Write out, unchanged, the lines of the data below from the line that contains "According to the metadata, the soil" through the end, including both the first and last lines.

RECORDED DATA:
....................

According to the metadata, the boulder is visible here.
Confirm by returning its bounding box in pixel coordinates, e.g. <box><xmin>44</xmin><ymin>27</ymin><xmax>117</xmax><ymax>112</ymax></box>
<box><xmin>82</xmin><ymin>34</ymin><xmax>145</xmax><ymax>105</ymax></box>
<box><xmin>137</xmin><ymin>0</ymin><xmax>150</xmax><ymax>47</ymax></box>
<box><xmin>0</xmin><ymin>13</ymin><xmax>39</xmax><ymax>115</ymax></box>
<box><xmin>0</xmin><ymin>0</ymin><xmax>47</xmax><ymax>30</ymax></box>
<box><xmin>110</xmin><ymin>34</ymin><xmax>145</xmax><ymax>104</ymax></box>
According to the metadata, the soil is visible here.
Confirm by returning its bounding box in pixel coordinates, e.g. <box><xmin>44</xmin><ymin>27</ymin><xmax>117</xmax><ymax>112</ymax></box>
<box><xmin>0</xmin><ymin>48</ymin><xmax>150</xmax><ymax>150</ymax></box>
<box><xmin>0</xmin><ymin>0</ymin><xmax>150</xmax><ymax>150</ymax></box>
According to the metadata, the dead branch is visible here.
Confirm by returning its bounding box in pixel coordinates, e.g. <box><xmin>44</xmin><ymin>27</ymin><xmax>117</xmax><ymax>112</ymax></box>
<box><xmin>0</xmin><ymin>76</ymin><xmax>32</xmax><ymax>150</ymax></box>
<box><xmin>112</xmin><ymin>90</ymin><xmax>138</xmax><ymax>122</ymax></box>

....................

WORKED SOLUTION:
According to the metadata, the soil is visible here.
Confirm by returning its bounding box in pixel coordinates, e.g. <box><xmin>44</xmin><ymin>27</ymin><xmax>117</xmax><ymax>112</ymax></box>
<box><xmin>0</xmin><ymin>48</ymin><xmax>150</xmax><ymax>150</ymax></box>
<box><xmin>0</xmin><ymin>0</ymin><xmax>150</xmax><ymax>150</ymax></box>
According to the metadata, the dead branch is visible here.
Confirm by returning its bounding box in pixel coordinates, e.g. <box><xmin>44</xmin><ymin>27</ymin><xmax>117</xmax><ymax>112</ymax></box>
<box><xmin>0</xmin><ymin>76</ymin><xmax>32</xmax><ymax>150</ymax></box>
<box><xmin>112</xmin><ymin>90</ymin><xmax>138</xmax><ymax>122</ymax></box>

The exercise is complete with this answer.